┌──
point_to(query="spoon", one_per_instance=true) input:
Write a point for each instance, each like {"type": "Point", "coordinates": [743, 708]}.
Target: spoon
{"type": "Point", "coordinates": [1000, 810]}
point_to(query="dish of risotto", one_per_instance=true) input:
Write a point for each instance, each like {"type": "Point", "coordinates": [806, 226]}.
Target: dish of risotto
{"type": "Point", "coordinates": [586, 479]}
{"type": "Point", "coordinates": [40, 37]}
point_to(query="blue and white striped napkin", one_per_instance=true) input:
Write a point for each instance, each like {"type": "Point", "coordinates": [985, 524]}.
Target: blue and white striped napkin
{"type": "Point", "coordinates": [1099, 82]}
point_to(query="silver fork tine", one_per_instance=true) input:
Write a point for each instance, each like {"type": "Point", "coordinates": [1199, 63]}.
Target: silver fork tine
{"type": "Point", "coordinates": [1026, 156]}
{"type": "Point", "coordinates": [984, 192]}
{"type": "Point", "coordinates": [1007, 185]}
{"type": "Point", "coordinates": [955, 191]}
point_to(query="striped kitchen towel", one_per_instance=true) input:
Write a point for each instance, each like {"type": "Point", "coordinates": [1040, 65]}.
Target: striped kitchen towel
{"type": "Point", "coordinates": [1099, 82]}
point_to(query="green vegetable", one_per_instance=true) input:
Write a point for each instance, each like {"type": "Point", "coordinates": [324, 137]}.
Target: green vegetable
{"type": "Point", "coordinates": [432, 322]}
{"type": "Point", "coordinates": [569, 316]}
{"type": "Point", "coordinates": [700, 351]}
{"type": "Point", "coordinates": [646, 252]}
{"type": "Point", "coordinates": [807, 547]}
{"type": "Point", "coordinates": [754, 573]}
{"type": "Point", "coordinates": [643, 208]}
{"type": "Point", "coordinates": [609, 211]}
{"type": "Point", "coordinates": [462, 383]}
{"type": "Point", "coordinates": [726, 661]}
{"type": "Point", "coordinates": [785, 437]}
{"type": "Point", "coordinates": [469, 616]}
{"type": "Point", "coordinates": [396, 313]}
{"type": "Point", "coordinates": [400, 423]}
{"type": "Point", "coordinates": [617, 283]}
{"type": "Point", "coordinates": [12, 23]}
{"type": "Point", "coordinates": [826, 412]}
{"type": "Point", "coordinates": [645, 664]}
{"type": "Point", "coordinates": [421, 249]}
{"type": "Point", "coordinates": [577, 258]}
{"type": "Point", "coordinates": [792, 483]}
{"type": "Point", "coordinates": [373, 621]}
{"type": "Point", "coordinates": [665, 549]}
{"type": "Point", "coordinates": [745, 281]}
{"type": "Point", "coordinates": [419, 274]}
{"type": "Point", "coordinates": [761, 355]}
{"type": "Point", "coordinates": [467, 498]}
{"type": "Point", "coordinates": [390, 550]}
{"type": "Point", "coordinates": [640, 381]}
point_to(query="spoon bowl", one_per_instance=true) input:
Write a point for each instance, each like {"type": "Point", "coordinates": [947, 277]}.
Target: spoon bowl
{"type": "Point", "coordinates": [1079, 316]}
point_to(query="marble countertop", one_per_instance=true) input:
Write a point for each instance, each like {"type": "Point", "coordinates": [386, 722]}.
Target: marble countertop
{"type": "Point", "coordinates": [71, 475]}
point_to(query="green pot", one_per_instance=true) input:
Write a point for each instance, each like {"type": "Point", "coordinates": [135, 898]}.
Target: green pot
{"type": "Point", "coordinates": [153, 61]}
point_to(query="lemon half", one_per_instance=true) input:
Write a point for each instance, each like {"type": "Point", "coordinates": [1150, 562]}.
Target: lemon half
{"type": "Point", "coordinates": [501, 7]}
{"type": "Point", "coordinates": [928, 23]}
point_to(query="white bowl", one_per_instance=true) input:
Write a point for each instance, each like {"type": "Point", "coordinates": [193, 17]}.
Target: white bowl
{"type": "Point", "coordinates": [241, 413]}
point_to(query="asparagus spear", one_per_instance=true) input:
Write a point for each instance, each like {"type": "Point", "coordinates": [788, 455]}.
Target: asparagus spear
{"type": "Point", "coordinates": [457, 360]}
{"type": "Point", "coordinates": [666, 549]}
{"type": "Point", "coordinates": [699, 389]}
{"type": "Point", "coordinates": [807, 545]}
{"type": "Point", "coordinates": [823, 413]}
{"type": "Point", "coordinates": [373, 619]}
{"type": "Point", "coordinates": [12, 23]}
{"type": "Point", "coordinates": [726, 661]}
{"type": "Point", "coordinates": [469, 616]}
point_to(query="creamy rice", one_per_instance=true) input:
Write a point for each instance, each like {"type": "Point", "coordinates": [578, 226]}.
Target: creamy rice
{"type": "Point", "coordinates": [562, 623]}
└──
Exercise details:
Restate each entry exactly, skipping none.

Output:
point_to(query="spoon", one_per_instance=true) input:
Write a point for each instance, each like {"type": "Point", "coordinates": [743, 708]}.
Target: spoon
{"type": "Point", "coordinates": [1000, 810]}
point_to(query="dish of risotto", one_per_instance=true) input:
Write a point for each instance, each like {"type": "Point", "coordinates": [806, 226]}.
Target: dish of risotto
{"type": "Point", "coordinates": [586, 479]}
{"type": "Point", "coordinates": [40, 37]}
point_to(query="blue and white striped napkin", one_per_instance=true) input:
Write a point for each instance, each like {"type": "Point", "coordinates": [985, 524]}.
Target: blue and white striped napkin
{"type": "Point", "coordinates": [1099, 82]}
point_to(query="silver fork tine", one_per_instance=true) input:
Write a point for each instance, each like {"type": "Point", "coordinates": [1199, 63]}.
Target: silver fork tine
{"type": "Point", "coordinates": [1026, 156]}
{"type": "Point", "coordinates": [984, 192]}
{"type": "Point", "coordinates": [1007, 185]}
{"type": "Point", "coordinates": [955, 191]}
point_to(query="striped kitchen towel", one_per_instance=true) input:
Write a point for each instance, each like {"type": "Point", "coordinates": [1040, 65]}.
Target: striped kitchen towel
{"type": "Point", "coordinates": [1099, 82]}
point_to(query="green vegetable", one_per_instance=true) input:
Write a point for each instance, each like {"type": "Point", "coordinates": [324, 137]}.
Target: green vegetable
{"type": "Point", "coordinates": [432, 322]}
{"type": "Point", "coordinates": [569, 316]}
{"type": "Point", "coordinates": [700, 351]}
{"type": "Point", "coordinates": [646, 252]}
{"type": "Point", "coordinates": [807, 547]}
{"type": "Point", "coordinates": [754, 573]}
{"type": "Point", "coordinates": [643, 208]}
{"type": "Point", "coordinates": [609, 211]}
{"type": "Point", "coordinates": [462, 383]}
{"type": "Point", "coordinates": [726, 661]}
{"type": "Point", "coordinates": [785, 437]}
{"type": "Point", "coordinates": [469, 616]}
{"type": "Point", "coordinates": [396, 313]}
{"type": "Point", "coordinates": [400, 423]}
{"type": "Point", "coordinates": [617, 283]}
{"type": "Point", "coordinates": [12, 23]}
{"type": "Point", "coordinates": [826, 412]}
{"type": "Point", "coordinates": [645, 664]}
{"type": "Point", "coordinates": [421, 249]}
{"type": "Point", "coordinates": [577, 258]}
{"type": "Point", "coordinates": [792, 483]}
{"type": "Point", "coordinates": [373, 621]}
{"type": "Point", "coordinates": [665, 549]}
{"type": "Point", "coordinates": [745, 281]}
{"type": "Point", "coordinates": [419, 274]}
{"type": "Point", "coordinates": [761, 355]}
{"type": "Point", "coordinates": [467, 498]}
{"type": "Point", "coordinates": [390, 550]}
{"type": "Point", "coordinates": [640, 381]}
point_to(query="spoon bowl", one_per_instance=true) input:
Write a point for each instance, each like {"type": "Point", "coordinates": [947, 277]}.
Target: spoon bowl
{"type": "Point", "coordinates": [1079, 316]}
point_to(query="marble countertop", one_per_instance=true) input:
Write a point for each instance, each like {"type": "Point", "coordinates": [386, 722]}.
Target: marble countertop
{"type": "Point", "coordinates": [71, 475]}
point_to(query="green pot", one_per_instance=true) input:
Write a point for each instance, each like {"type": "Point", "coordinates": [135, 898]}.
Target: green pot
{"type": "Point", "coordinates": [153, 61]}
point_to(query="lemon half", one_per_instance=true) input:
Write a point for each instance, each like {"type": "Point", "coordinates": [1150, 562]}.
Target: lemon half
{"type": "Point", "coordinates": [501, 7]}
{"type": "Point", "coordinates": [928, 23]}
point_to(query="white bowl", one_per_instance=true) input:
Write a point for each instance, each like {"type": "Point", "coordinates": [193, 17]}.
Target: white bowl
{"type": "Point", "coordinates": [241, 413]}
point_to(query="asparagus spear", one_per_instance=true) input:
Write a point for each instance, each like {"type": "Point", "coordinates": [788, 455]}.
Target: asparagus spear
{"type": "Point", "coordinates": [457, 360]}
{"type": "Point", "coordinates": [666, 549]}
{"type": "Point", "coordinates": [699, 389]}
{"type": "Point", "coordinates": [807, 545]}
{"type": "Point", "coordinates": [823, 413]}
{"type": "Point", "coordinates": [373, 619]}
{"type": "Point", "coordinates": [12, 23]}
{"type": "Point", "coordinates": [726, 661]}
{"type": "Point", "coordinates": [469, 616]}
point_to(query="creamy rice", one_per_instance=true) input:
Write a point for each instance, each like {"type": "Point", "coordinates": [578, 226]}.
Target: creamy rice
{"type": "Point", "coordinates": [562, 623]}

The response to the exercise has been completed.